Afganistán no está tan lejos

18/08/21 +Jerez Opinión: Ángel G. Morón

Algo más de 32 millones de seres humanos habitan en un rincón del planeta llamado Afganistán que pocos de nosotros acertaríamos a situar con certeza en el mapamundi. Linda con Pakistán, Irán y, las aún más ignotas, Turkmenistán y Tayikistán. Está relativamente cerca de India, con lo cual ya nos hacemos una idea geográfica aproximada. La parte asiática del globo nos pilla a desmano a los occidentales, salvo que tengamos ganas de aventuras asiáticas y orientales. Las cuestiones de índole internacional no suelen preocuparnos por estos lares (suficiente telar tenemos ya en el terruño hispano). Pero cuando los acontecimientos allende nuestras fronteras son extraordinarios, los medios de comunicación se apresuran a focalizar su atención y la cuestión monopoliza informativos llenando horas de radio, televisión y páginas de prensa. Así es el espectáculo de la información hoy en día. La opinión pública ahora repara en la situación de los afganos, unos ciudadanos del mundo que tienen la desdicha de vivir en un Estado islámico anclado en el medievo en buena parte de su territorio, a excepción de algunas ciudades como Kabul, la capital.

━━━━━━━━

• [ENUNCIADO A] De acuerdo con el artículo de opinión sobre Afganistán, ¿con qué países limita ese territorio?
• [ENUNCIADO B] Continúa el artículo de opinión sobre Afganistán a partir de su última oración.

━━━━━━━━

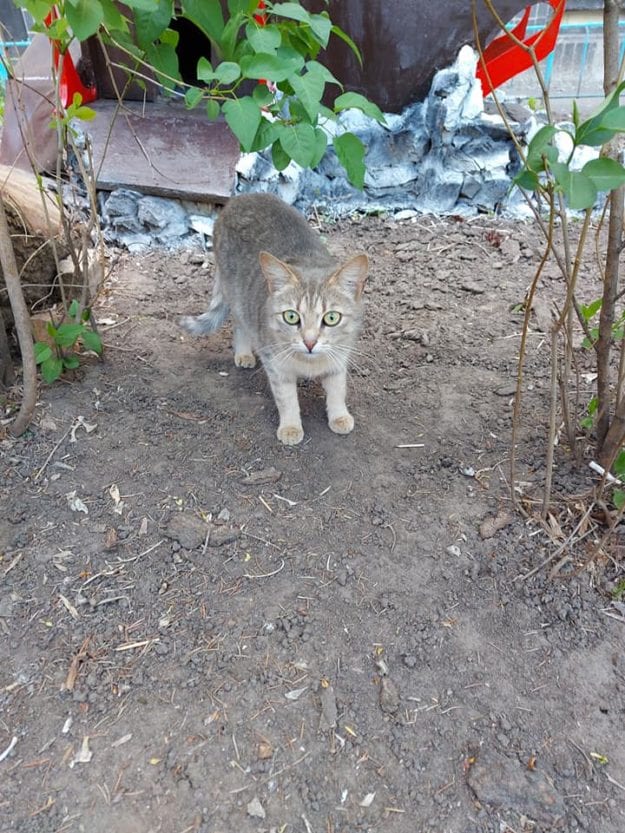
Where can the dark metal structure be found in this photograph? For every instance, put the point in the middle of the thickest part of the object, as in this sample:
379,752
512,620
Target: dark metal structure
404,42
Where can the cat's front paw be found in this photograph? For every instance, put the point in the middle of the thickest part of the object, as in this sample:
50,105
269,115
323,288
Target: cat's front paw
245,360
343,424
290,434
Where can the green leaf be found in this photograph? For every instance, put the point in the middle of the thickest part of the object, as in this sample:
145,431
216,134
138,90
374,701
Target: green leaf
67,334
279,157
243,118
292,11
590,310
192,97
263,38
528,180
579,190
84,18
150,24
270,67
146,5
592,132
351,154
321,143
309,90
349,100
207,15
113,18
227,72
606,174
213,109
262,95
71,362
51,369
299,142
43,352
265,135
92,341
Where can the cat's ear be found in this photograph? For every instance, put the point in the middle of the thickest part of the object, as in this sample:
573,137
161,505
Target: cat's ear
277,274
352,275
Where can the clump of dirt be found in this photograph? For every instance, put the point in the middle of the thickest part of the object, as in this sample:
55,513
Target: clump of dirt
203,630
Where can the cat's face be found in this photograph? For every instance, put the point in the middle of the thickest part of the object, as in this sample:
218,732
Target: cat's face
314,318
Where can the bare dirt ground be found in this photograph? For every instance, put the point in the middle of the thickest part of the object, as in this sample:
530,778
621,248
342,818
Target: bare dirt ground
202,630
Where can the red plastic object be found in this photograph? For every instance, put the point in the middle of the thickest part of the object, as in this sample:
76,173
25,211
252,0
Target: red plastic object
503,58
69,80
261,18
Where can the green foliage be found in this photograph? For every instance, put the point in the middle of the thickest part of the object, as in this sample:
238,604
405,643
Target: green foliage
55,360
277,51
543,171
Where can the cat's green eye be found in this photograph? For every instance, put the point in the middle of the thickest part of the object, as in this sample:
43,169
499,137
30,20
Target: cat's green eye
291,316
331,318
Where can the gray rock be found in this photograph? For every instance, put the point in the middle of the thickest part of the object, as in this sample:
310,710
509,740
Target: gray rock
256,809
188,530
504,784
262,477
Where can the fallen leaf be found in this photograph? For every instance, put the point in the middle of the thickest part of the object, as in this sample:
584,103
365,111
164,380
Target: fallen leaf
265,750
296,693
75,503
84,754
491,525
69,607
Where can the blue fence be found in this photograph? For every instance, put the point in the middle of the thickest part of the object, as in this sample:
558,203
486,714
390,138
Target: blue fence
574,70
7,49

━━━━━━━━

• [RESULTADO A] Con Pakistán, Irán, Turkmenistán y Tayikistán.

• [RESULTADO B]
La guerra de Afganistán, entre 1978 y 1992, puso en el mapa a esta nación. La antigua Unión Soviética intervino en esa lucha para apoyar un régimen comunista, lo que la llevó a enfrentarse a Estados Unidos y Arabia Saudí, entre otros. La geopolítica volvió a poner a Afganistán, que es el primer productor de opio del mundo, en el disparadero tras los atentados del 11 de septiembre de 2001. Era, supuestamente, el avispero del terrorismo islámico y Estados Unidos decidió reventarlo y, de paso, arrollar a los talibanes, "estudiantes" en lengua pastún. Estos integristas son radicales islámicos tribales que defienden una suprema ley islámica —la Sharia—, que discrimina a la mujer ninguneándola socialmente y convirtiéndola en poco menos que un objeto decorativo. La presencia militar occidental en Afganistán empezó su repliegue en 2014, pero los norteamericanos seguían al frente.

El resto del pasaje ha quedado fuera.